**Document section:**
Thailand's telephone numbering plan in Thailand is managed by the National Broadcasting and Telecommunications Commission (NBTC) in accordance with International Telecommunication Union's (ITU) recommendation E.164.

Geographic area codes

Geographic (fixed line) area codes are, excluding the STD prefix one digit in Bangkok and nearby provinces (area code 2) and two digits in all other provinces (area codes 3x, 4x, 5x, and 7x). In Thailand, an area code is usually shared by several provinces and roughly follows provincial borders.

Fixed-line subscriber numbers are six digits in Thailand (except Bangkok, Nonthaburi, Pathum Thani, and Samut Prakan, i.e., area code 2). Prior to 1980, subscriber numbers were six digits in Bangkok, Nonthaburi, Pathum Thani, and Samut Prakan. In 1980, subscriber numbers in these areas were expanded to seven digits in phases to meet new demands. The first digit of a subscriber number is associated with a specific locale within the area code. In Bangkok, Nonthaburi, Pathum Thani, and Samut Prakan, the second digit of a subscriber number identifies the service provider, which is almost always Telephone Organization of Thailand (TOT), as TOT holds a near-monopoly of the Thai fixed-line market.

Thus, a full national number is 9 digits, including the STD prefix 0. When writing a telephone number with the area code, the area code and subscriber number are separated by a hyphen, also in the middle of subscriber number. Examples:

A number 2134567 in Bangkok: 02-2134567
A number 213456 in Nakhon Ratchasima: 044-213456

Thailand switched to a closed dialing plan in 2021, which means that calling within the area code requires the area code to be dialed. E.g., When calling a number 2134567 in Bangkok (02) from a fixed-line phone:

Within Bangkok, Nonthaburi, Pathum Thani, and Samut Prakan: 02-2134567
Outside Bangkok, Nonthaburi, Pathum Thani, and Samut Prakan: 02-2134567
Outside Thailand: +66-2-2134567 (the initial 0 of the area code is omitted)

**Data:**
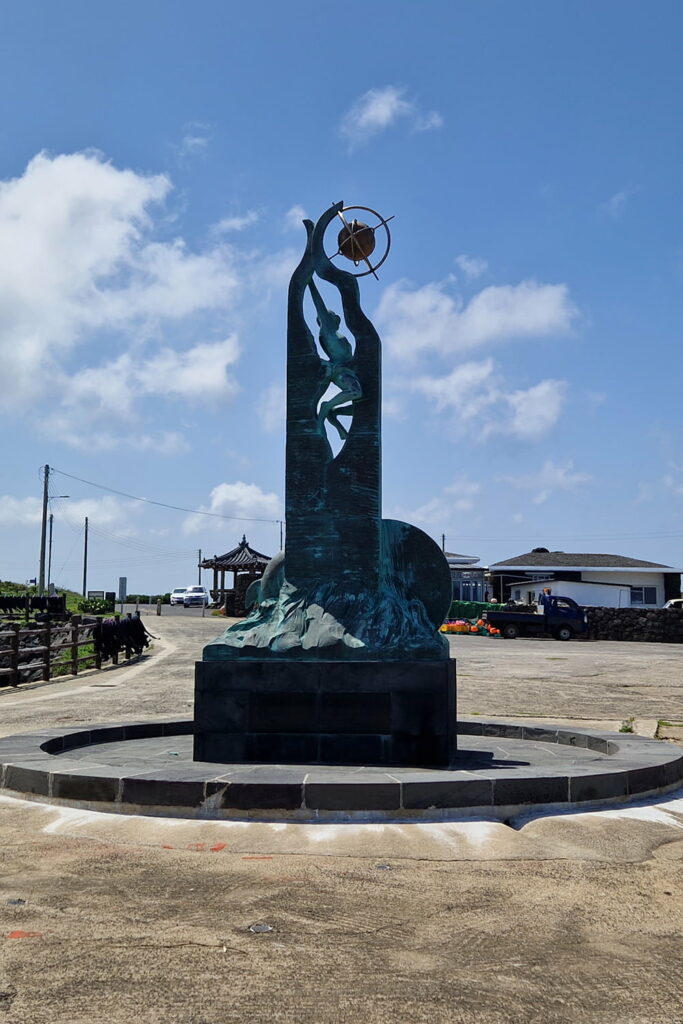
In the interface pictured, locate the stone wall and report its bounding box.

**Given instruction 1:** Reproduce the passage on Thailand's telephone numbering plan between "Fixed-line subscriber numbers" and "Thai fixed-line market.", inclusive.
**Given instruction 2:** Take the passage on Thailand's telephone numbering plan further, starting right after its last line.

**Answer 1:**
Fixed-line subscriber numbers are six digits in Thailand (except Bangkok, Nonthaburi, Pathum Thani, and Samut Prakan, i.e., area code 2). Prior to 1980, subscriber numbers were six digits in Bangkok, Nonthaburi, Pathum Thani, and Samut Prakan. In 1980, subscriber numbers in these areas were expanded to seven digits in phases to meet new demands. The first digit of a subscriber number is associated with a specific locale within the area code. In Bangkok, Nonthaburi, Pathum Thani, and Samut Prakan, the second digit of a subscriber number identifies the service provider, which is almost always Telephone Organization of Thailand (TOT), as TOT holds a near-monopoly of the Thai fixed-line market.

**Answer 2:**
Mobile phone codes and IP telephony
Mobile phone codes are in area codes 8 and 9, and VoIP are in the area code 6, plus a second digit, resulting in two digits excluding the leading zero.

Originally, each mobile phone operator was issued one mobile phone code. Through a series of mergers, there are currently three major mobile phone operators: AIS, True and DTAC. As existing numbers run out, the three mobile phone operators are assigned numbers in code 081, distinguished by the first digit of the subscriber number.

A mobile phone number consists of a mobile phone code and a seven-digit subscriber number. Therefore, a mobile phone number is written as 0641163685

Mobile phones in Thailand use 900/1800 MHz for GSM. Domestic roaming service is available free within Thailand in places where there is only a single transmitter in place due to restrictions.

As codes are being exhausted, a new range, 09x, is available for assignment. Despite the length of the code, subscriber numbers are seven digits, resulting in a ten-digit national number including the leading zero. Starting 28 April 2011, the prefix 090 followed by seven digits was available for use.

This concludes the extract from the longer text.